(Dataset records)
┄┄┄┄┄┄

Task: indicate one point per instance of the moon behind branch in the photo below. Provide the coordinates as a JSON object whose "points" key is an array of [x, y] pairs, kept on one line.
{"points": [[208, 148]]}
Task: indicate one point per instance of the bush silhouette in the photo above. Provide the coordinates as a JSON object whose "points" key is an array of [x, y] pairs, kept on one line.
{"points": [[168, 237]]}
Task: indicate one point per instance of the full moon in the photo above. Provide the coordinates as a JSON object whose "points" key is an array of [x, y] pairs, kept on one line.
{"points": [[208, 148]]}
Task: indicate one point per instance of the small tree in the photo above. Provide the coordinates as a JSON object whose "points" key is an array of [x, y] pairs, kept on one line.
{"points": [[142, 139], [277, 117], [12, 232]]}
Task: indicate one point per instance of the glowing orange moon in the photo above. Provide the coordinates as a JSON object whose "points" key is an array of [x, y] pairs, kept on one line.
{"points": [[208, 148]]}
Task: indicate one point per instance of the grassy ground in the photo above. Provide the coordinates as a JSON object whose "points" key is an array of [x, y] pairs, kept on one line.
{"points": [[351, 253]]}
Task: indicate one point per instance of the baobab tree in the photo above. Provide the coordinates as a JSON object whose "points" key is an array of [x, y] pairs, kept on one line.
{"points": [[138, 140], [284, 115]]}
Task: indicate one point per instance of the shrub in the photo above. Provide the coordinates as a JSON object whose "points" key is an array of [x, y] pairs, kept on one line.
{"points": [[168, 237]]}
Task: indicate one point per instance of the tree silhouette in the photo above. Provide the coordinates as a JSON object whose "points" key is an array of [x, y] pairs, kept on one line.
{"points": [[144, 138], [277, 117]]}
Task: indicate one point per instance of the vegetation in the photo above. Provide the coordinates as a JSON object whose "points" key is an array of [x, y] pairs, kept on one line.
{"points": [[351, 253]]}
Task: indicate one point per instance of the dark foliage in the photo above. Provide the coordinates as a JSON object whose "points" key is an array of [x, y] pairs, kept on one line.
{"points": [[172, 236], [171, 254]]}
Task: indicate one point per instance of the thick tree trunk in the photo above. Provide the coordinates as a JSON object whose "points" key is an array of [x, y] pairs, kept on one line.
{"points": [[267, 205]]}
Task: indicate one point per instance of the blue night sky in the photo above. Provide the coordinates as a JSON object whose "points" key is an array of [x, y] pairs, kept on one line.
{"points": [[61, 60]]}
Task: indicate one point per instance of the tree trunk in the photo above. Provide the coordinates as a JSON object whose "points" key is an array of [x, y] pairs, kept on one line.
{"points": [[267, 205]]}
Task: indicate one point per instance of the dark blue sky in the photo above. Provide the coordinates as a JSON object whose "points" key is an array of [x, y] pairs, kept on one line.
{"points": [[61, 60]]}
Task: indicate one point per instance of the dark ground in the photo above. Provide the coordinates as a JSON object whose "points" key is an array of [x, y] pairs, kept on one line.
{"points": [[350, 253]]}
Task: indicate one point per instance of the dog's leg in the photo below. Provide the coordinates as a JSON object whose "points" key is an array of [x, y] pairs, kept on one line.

┄┄┄┄┄┄

Direction: Revise the records above so that every occurrence of "kept on one line" becomes "written on a single line", leaving the remaining text unchanged.

Answer below:
Task: indicate one point per instance of the moon behind branch in the photo below. Provide the coordinates as a JSON object whose "points" key is an array of [x, y] pairs, written on a single line.
{"points": [[208, 148]]}
Task: indicate one point per instance of the bush silhouette in the photo above. Provide the coordinates as a JSON object whose "points" key is an array of [x, y] pairs, written on a single line.
{"points": [[168, 237]]}
Task: indicate one point per instance of the full moon in the photo above. Provide the coordinates as a JSON object whose "points" key is an array of [x, y] pairs, written on a single line.
{"points": [[208, 148]]}
Task: indicate one point per instance of the small tree in the photo above. Provide the coordinates as a JSON object whose "points" key is an array of [x, y] pairs, written on a single line.
{"points": [[142, 139], [277, 117], [12, 232]]}
Task: indicate one point per instance of the glowing orange moon in the photo above. Provide the coordinates as a JSON object whose "points" key is an array of [x, y] pairs, written on a single line.
{"points": [[208, 148]]}
Task: indicate one point per instance of the grassy ground in the photo above. Provide the coordinates as a JSON object whose "points" key is an array of [x, y] pairs, written on a single line.
{"points": [[351, 253]]}
Task: indicate one point per instance of the baobab tree in the photo above. Provide the coordinates as a JSON object whose "points" key is an array of [x, y] pairs, written on a single line.
{"points": [[138, 140], [284, 115]]}
Task: indicate one point per instance of the shrub in the photo above. Provide the coordinates as a JSON object whose "points" key is an array of [x, y] pairs, written on a single line.
{"points": [[168, 237]]}
Task: indicate one point per instance of the tree silhouette in the photo above. Provide the coordinates as a JSON object whose "points" key is an array of [x, y] pairs, written on a single line.
{"points": [[144, 138], [277, 117]]}
Task: indicate one point per instance of the vegetation in the photo above. Provide the coordinates as a JSON object whose "points" key is an array of [x, y] pairs, written on a single line.
{"points": [[351, 253]]}
Task: indicate one point per instance of the dark foliage in the photo above. Provide the coordinates as a JSON object whose "points" key is an array of [x, y] pairs, written on a single line.
{"points": [[172, 236], [171, 254]]}
Task: indicate one point per instance of the thick tree trunk in the photo above. Provide the coordinates as a JSON object whose "points" key is an array of [x, y] pairs, written on a single line.
{"points": [[267, 205]]}
Task: indicate one point per instance of the blue night sky in the photo above. Provide the coordinates as a JSON object whose "points" key is an array of [x, y] pairs, written on a single line.
{"points": [[61, 60]]}
Task: indicate one point per instance of the tree trunk in the photo above. Provide the coordinates as a JSON object whose "points" key is an array of [x, y] pairs, written on a single line.
{"points": [[267, 205]]}
Task: indicate one point per instance of the dark blue sky in the photo above. Provide the coordinates as a JSON object whose "points" key is an array of [x, y] pairs, written on a single line.
{"points": [[61, 60]]}
Task: indicate one point per instance of the dark ground in the photo above. Provide the coordinates as a JSON object whose "points" key is an array of [x, y] pairs, written on a single line.
{"points": [[350, 253]]}
Task: indicate one point per instance of the dog's leg in the photo below. Provide the coordinates as a JSON object whose "points" key is an array of [x, y] pairs, written on a single line.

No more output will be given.